Baird desperately wanted the fish commission to establish a permanent research station. Rather than looking first to Congress, Baird sought out and obtained private funding. Between private support and later, congressional appropriations, the fish commission was able to open its first permanent facility at Woods Hole in 1885. Baird also secured funding for the USS Albatross, the country's first research vessel dedicated to oceanographic and fisheries research. Launched in 1882, the Albatross later sailed to the Pacific, where it explored the waters off the Pacific coast, Alaska, and as far west as the Philippines and Formosa (Taiwan).
Although Baird had greater interest in a general understanding of the fish off American shores, he and the fish commission did carry out research into fisheries problems. In 1871, for example, Baird conducted public hearings at ports in southern New England regarding the controversial decline of food fishes that had been a primary reason to create the fish commission. Baird used testimony from these hearings and results of his expeditions to prepare the commission's first report, which was issued in 1873.

-*-

Reproduce the passage on Baird and the fish commission word for word, beginning at the words "Baird desperately wanted" and stopping after "and Formosa (Taiwan).".

-*-

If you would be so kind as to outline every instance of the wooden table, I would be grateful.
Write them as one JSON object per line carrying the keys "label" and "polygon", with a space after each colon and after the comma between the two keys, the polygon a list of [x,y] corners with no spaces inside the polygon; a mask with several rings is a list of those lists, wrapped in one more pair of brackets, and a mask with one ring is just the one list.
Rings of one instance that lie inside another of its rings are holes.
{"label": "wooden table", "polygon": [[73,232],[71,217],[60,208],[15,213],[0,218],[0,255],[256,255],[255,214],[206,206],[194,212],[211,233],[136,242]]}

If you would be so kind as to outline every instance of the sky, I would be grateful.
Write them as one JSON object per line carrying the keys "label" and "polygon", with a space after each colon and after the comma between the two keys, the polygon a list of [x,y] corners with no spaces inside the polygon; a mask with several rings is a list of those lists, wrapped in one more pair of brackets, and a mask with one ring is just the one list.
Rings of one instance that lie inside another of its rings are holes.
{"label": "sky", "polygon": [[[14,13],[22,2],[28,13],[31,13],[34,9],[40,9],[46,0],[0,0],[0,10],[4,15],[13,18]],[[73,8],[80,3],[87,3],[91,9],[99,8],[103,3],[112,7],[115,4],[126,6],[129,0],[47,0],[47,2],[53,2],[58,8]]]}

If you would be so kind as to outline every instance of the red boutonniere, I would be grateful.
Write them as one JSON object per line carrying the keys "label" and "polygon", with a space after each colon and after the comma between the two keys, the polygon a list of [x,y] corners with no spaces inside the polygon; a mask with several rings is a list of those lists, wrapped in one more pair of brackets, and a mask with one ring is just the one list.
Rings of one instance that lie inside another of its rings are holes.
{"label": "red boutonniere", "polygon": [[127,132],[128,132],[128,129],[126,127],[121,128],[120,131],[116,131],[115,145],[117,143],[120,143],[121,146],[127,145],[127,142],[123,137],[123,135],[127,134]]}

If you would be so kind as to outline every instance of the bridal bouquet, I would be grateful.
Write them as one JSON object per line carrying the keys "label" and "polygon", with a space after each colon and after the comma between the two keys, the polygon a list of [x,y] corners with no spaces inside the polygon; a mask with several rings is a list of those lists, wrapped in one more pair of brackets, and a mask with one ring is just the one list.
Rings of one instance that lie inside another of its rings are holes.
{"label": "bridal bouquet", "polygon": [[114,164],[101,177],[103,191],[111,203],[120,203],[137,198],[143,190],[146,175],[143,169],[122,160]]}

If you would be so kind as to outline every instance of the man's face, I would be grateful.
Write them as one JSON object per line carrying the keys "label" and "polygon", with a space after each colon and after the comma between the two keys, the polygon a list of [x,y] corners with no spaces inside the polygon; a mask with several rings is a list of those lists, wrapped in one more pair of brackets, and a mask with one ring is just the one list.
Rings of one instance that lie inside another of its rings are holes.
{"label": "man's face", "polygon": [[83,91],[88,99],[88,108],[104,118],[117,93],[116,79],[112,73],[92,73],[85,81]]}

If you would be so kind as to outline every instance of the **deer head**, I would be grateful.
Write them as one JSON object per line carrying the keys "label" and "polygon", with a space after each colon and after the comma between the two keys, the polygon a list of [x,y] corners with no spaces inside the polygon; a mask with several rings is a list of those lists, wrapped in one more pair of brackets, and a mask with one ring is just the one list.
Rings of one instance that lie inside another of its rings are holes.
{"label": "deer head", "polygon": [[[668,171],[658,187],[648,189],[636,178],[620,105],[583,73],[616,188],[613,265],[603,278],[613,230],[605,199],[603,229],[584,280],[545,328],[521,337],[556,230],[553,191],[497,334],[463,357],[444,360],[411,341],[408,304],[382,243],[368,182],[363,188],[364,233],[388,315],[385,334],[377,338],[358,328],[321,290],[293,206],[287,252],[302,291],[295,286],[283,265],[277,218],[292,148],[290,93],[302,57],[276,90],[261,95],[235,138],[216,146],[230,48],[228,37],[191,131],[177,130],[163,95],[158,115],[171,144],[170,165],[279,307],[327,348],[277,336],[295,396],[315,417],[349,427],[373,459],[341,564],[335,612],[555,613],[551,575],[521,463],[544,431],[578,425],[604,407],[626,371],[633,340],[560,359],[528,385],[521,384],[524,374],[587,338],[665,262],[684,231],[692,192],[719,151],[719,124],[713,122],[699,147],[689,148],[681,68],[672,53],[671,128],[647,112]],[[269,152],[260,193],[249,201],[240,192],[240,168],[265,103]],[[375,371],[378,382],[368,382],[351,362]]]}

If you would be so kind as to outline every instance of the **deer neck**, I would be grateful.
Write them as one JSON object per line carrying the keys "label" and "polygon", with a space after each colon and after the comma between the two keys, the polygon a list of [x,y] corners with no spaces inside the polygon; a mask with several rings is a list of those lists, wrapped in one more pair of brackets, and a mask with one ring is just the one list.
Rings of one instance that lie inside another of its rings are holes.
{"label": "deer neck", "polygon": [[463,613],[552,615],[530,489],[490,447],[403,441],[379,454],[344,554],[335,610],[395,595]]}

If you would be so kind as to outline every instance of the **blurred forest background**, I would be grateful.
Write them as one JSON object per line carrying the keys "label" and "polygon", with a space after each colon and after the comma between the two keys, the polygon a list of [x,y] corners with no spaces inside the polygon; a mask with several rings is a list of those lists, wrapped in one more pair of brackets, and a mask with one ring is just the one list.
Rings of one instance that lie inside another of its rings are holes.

-*-

= Problem solution =
Baird desperately wanted the fish commission to establish a permanent research station. Rather than looking first to Congress, Baird sought out and obtained private funding. Between private support and later, congressional appropriations, the fish commission was able to open its first permanent facility at Woods Hole in 1885. Baird also secured funding for the USS Albatross, the country's first research vessel dedicated to oceanographic and fisheries research. Launched in 1882, the Albatross later sailed to the Pacific, where it explored the waters off the Pacific coast, Alaska, and as far west as the Philippines and Formosa (Taiwan).